Exercise requirements =>
From the first line to the last, copy the material exactly and leave the pictures out.

Material for the task =>
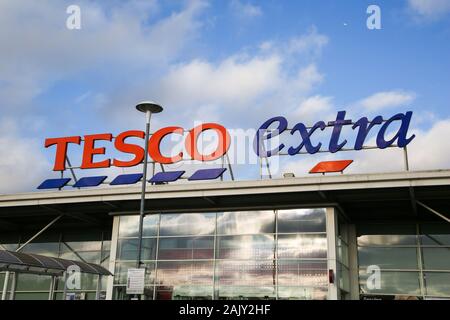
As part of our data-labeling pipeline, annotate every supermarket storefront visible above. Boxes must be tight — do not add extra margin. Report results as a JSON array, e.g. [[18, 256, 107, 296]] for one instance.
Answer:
[[1, 169, 450, 300]]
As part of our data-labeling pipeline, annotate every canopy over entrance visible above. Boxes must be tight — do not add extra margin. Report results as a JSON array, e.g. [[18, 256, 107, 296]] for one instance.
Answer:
[[0, 249, 111, 276]]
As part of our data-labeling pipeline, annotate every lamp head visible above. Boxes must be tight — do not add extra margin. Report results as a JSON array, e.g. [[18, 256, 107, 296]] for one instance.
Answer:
[[136, 101, 163, 114]]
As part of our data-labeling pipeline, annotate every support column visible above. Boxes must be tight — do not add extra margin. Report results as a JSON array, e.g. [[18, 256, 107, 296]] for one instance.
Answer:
[[48, 276, 56, 300], [62, 272, 68, 300], [9, 272, 17, 300], [96, 275, 102, 300], [348, 224, 360, 300], [1, 271, 10, 300], [326, 207, 339, 300], [106, 215, 120, 300]]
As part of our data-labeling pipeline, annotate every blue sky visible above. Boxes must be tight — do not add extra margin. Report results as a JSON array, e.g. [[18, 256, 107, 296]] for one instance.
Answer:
[[1, 0, 450, 193]]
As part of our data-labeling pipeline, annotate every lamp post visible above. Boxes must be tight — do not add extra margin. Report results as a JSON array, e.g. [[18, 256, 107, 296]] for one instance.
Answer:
[[135, 101, 163, 285]]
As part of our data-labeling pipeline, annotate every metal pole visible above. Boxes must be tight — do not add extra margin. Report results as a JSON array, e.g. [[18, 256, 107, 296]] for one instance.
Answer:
[[9, 272, 16, 300], [1, 272, 10, 300], [225, 153, 235, 181], [403, 146, 410, 171], [66, 157, 79, 184], [16, 215, 64, 252], [417, 201, 450, 224], [62, 272, 68, 300], [136, 111, 152, 299], [48, 276, 55, 300], [96, 275, 102, 300]]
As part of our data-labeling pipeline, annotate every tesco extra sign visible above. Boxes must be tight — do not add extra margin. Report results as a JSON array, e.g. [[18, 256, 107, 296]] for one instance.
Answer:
[[45, 110, 415, 171]]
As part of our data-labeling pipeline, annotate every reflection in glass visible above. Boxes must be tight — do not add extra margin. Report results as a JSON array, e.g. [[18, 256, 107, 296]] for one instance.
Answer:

Task answer =>
As part of our data-labeling pipeline, annotate every supermarket storefront visible above. Boxes must be tight — do not add extra margin. Report results as a JSON array, e.g. [[18, 256, 107, 296]] for one instance.
Answer:
[[1, 169, 450, 300]]
As part of our data-labeling pipeline, annotate every canopy over entrance visible above. Boxes must be tight — do not add extra margin. Report results as a JSON array, e.g. [[18, 256, 107, 296]] for one instance.
Answer:
[[0, 249, 111, 276]]
As part of our data-labeling pipeline, annotate every lamp head visible above. Boxes must be tight — do not add extra margin. Report results as a JSON array, e.g. [[18, 256, 107, 296]] for one instance.
Answer:
[[136, 101, 163, 114]]
As part of our data-labeling pipeline, annotate every support column visible above. Boxes must be tight — do not add extra margin. Report results as a JSON array, e.g. [[18, 256, 107, 296]] for one instance.
Answer:
[[48, 276, 56, 300], [62, 272, 68, 300], [9, 272, 17, 300], [96, 275, 102, 300], [348, 224, 360, 300], [1, 271, 10, 300], [326, 207, 339, 300], [106, 215, 120, 300]]
As part of our data-labeling pipeline, annotate every blue sky visible above. Boxes must be tight — do not add extra margin. Report results as a JSON array, e.g. [[18, 256, 107, 296]] for one instance.
Answer:
[[1, 0, 450, 193]]
As part of our data-labeling pipeline, annotate every lamp post visible above. Boxes must be tight — do not add extra margin. Report results as a JSON array, e.g. [[18, 256, 107, 296]] for one instance.
Answer:
[[135, 101, 163, 285]]
As part of our data-labeling pipeline, annotate every metal pole visible above. Boxes must be tight — do not add extra margin. Report results as a JSON array, e.g. [[18, 256, 107, 296]] for one instance.
Answer:
[[9, 272, 16, 300], [1, 272, 10, 300], [225, 153, 235, 181], [403, 146, 410, 171], [66, 157, 79, 184], [16, 215, 64, 252], [417, 201, 450, 224], [62, 272, 68, 300], [136, 111, 152, 299], [48, 276, 55, 300], [96, 275, 102, 300]]
As part of our data-labeling pipeline, annotate every tesco extra sign visible above. Boxes must be tight — do not add extra margin. Report results as a JSON array, e.g. [[18, 256, 107, 296]] for one instance.
Answer:
[[45, 110, 415, 171]]
As part of our data-labeling pipeline, annotate every reflection in glass visible above. Boxes must be tight — do not add extra margin. Report results as a JSON array, e.g. [[18, 256, 107, 296]] for one instance.
Answer:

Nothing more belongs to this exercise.